▶ _Material shown_
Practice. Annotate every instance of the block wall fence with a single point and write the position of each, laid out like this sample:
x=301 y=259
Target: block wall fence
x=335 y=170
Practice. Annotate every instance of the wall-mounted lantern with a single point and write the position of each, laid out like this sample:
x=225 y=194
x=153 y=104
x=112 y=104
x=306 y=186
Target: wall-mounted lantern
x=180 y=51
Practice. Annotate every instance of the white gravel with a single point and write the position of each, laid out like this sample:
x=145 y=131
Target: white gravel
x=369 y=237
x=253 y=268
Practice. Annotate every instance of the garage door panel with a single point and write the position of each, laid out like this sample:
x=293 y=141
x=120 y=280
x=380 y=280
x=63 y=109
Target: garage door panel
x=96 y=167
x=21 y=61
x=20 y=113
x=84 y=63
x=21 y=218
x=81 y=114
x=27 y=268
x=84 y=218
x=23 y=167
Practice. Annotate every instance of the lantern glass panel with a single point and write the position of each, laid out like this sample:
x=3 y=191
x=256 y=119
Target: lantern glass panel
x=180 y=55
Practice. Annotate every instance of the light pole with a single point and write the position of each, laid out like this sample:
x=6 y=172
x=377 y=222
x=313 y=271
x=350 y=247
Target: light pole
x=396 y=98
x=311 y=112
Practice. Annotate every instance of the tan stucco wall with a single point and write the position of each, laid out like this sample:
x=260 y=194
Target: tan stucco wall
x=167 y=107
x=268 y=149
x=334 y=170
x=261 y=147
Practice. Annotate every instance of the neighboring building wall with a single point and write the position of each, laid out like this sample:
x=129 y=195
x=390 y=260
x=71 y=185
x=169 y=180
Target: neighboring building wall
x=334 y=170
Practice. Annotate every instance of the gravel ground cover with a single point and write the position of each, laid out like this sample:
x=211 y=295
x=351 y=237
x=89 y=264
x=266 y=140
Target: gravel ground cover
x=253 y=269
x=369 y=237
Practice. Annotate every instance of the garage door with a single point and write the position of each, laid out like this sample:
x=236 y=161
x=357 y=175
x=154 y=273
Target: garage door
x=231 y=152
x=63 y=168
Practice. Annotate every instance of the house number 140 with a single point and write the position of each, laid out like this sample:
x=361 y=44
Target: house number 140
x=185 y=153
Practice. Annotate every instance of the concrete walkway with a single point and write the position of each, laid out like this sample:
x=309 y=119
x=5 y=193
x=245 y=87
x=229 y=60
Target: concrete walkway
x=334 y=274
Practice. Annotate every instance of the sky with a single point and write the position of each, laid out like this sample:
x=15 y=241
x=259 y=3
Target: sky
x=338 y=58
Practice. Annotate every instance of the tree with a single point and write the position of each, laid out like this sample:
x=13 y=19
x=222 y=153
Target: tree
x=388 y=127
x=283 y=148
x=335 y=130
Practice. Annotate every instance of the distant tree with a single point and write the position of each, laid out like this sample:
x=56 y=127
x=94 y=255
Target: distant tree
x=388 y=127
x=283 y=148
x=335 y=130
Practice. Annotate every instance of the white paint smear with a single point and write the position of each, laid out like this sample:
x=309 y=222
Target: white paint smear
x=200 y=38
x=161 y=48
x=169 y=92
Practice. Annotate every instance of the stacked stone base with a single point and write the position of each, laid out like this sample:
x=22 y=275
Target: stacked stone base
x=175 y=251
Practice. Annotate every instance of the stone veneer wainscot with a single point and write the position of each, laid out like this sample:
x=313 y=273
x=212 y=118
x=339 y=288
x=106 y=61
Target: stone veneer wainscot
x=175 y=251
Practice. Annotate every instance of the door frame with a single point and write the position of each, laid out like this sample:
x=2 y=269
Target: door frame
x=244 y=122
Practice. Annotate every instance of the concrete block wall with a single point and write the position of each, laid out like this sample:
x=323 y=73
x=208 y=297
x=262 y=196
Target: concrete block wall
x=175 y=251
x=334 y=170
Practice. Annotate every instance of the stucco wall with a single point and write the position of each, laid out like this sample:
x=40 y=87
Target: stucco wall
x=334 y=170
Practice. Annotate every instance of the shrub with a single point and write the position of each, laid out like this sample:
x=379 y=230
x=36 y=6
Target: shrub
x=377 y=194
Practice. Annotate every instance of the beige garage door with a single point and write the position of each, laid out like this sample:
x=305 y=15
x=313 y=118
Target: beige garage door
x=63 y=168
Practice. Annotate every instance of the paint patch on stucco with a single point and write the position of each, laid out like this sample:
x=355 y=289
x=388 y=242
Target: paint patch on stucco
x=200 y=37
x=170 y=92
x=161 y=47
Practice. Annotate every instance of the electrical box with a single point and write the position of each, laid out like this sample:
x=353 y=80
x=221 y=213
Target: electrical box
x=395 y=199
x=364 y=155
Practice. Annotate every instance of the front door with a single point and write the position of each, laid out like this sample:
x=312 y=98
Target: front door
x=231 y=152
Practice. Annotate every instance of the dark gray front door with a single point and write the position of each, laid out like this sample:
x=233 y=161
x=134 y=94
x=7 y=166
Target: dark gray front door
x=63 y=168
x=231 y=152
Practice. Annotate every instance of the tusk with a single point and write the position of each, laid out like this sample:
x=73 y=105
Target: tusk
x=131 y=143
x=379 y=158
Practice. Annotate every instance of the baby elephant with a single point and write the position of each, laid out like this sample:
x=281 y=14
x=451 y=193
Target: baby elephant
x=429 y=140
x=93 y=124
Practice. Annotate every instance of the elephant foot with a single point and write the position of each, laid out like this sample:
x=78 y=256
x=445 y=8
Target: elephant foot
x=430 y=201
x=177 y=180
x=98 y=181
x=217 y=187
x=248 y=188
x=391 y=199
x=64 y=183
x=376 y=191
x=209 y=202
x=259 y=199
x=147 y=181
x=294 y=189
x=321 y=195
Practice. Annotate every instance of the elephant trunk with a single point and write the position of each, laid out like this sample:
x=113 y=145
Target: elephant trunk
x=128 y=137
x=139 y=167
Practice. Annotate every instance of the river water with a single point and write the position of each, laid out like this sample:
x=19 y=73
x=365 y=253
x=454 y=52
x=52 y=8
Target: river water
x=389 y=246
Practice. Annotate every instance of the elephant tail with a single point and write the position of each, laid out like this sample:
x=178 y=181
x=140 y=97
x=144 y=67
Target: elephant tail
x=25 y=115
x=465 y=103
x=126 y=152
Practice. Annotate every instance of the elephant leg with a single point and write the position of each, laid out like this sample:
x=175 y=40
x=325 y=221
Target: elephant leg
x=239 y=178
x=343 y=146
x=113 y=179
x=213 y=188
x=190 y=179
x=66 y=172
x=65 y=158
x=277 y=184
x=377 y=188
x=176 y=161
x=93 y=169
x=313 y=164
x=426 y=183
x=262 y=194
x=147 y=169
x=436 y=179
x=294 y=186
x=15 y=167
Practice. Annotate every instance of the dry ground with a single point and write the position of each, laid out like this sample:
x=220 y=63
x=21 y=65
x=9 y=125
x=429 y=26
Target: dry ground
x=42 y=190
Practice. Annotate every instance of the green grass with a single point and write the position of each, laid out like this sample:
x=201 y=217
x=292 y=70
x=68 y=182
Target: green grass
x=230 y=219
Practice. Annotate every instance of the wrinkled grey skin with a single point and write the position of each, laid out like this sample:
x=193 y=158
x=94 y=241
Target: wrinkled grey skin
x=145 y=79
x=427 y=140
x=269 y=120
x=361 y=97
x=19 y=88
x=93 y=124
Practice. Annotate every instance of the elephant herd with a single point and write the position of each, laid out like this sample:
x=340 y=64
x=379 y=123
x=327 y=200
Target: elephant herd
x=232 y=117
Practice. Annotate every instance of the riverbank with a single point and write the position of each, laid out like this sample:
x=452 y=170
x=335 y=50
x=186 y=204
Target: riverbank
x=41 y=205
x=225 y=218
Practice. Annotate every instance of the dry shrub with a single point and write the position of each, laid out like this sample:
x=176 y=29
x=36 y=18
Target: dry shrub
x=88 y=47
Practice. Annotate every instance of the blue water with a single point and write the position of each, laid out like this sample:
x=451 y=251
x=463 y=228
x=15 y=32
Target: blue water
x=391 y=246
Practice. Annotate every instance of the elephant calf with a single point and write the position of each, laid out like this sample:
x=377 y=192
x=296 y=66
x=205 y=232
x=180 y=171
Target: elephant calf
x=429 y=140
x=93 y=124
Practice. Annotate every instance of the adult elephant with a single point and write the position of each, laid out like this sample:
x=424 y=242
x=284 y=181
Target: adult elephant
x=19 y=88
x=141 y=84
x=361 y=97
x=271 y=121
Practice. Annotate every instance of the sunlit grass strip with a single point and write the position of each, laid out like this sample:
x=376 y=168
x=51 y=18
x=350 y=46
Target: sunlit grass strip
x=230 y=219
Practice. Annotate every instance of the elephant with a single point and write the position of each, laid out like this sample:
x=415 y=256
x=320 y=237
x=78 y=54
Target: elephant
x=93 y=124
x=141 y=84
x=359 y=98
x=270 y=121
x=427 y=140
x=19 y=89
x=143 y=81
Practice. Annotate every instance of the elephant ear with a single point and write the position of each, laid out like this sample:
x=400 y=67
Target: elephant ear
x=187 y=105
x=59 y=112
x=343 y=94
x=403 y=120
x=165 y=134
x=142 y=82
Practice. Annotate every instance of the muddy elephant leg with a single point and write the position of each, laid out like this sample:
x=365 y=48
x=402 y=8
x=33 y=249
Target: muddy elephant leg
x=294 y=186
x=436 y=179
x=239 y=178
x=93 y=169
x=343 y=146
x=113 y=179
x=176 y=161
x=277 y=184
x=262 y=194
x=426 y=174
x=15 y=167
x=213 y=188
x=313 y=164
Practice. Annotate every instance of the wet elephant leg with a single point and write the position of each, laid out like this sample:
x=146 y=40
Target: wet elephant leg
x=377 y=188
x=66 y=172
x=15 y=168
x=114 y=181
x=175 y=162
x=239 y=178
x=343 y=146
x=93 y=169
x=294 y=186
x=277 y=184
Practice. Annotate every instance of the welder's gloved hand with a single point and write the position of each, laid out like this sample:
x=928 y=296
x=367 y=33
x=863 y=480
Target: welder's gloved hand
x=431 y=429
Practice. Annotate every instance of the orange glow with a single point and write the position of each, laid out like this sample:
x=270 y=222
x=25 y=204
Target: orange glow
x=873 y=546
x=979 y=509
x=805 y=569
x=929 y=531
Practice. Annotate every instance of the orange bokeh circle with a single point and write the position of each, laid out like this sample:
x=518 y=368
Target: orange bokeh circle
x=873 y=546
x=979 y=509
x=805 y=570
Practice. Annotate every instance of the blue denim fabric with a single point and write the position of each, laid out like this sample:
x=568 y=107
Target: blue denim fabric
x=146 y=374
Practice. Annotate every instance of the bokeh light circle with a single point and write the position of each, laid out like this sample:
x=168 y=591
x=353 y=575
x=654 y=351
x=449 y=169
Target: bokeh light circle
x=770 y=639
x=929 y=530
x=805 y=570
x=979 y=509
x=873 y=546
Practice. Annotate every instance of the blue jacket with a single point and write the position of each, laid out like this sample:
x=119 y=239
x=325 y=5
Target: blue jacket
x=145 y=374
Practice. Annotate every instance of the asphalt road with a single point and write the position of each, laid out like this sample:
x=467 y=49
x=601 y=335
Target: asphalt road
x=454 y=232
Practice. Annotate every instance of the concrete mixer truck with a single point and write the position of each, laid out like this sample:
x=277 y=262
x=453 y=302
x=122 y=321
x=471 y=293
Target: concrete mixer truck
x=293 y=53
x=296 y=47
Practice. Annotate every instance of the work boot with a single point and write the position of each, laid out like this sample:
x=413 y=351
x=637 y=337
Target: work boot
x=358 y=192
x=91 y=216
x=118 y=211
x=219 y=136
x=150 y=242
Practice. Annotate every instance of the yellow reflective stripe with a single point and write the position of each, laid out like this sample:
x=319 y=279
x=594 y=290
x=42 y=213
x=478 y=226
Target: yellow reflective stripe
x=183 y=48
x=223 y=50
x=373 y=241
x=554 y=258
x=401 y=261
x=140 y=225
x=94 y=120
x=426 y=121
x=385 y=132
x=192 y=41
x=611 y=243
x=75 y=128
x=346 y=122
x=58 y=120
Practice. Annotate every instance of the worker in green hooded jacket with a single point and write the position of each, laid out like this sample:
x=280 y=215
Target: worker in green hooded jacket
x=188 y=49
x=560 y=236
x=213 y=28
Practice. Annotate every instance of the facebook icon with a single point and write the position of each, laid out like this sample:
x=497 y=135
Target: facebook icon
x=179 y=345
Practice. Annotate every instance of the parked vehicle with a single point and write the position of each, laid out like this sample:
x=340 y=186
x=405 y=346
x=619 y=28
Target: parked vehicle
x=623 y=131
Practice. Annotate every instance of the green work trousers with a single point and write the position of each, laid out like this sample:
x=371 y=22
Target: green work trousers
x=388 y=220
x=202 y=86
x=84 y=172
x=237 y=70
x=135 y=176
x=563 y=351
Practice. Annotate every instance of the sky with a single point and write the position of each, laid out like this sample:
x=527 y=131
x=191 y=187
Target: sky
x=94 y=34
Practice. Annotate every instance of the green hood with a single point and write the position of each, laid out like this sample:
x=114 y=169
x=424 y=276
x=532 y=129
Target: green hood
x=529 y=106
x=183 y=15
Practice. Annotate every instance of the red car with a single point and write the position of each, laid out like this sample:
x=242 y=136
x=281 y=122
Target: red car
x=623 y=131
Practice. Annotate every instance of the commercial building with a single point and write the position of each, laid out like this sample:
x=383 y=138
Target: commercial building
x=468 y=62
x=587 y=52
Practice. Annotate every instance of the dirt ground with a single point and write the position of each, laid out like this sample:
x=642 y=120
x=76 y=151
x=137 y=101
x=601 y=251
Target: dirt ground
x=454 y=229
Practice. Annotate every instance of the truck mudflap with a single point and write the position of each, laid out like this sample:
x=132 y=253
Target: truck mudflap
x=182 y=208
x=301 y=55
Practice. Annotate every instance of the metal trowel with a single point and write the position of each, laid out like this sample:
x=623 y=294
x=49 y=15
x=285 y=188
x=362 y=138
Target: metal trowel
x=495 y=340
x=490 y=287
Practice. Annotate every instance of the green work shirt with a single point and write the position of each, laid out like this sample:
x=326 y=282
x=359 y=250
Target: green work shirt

▶ _Stated exercise_
Put the data into a Markdown table, beginning with the line that contains "Practice. Annotate every instance of the river water" and continuing through the line that contains "x=126 y=152". Use two columns, Row for the row number and Line for the text of each line, and leave out any blank lines.

▶ _Finished answer_
| Row | Line |
|---|---|
| 1 | Practice. Annotate every instance of the river water with a single point and write the position of each, laid out like this sample: |
| 2 | x=19 y=73 |
| 3 | x=365 y=253 |
| 4 | x=454 y=52 |
| 5 | x=52 y=8 |
| 6 | Target: river water |
| 7 | x=389 y=246 |
| 8 | Practice. Annotate every instance of the elephant tail with a single point and write the position of each, laid out like this sample: |
| 9 | x=178 y=181 |
| 10 | x=140 y=97 |
| 11 | x=144 y=67 |
| 12 | Target: elephant tail |
| 13 | x=25 y=115 |
| 14 | x=465 y=103 |
| 15 | x=126 y=152 |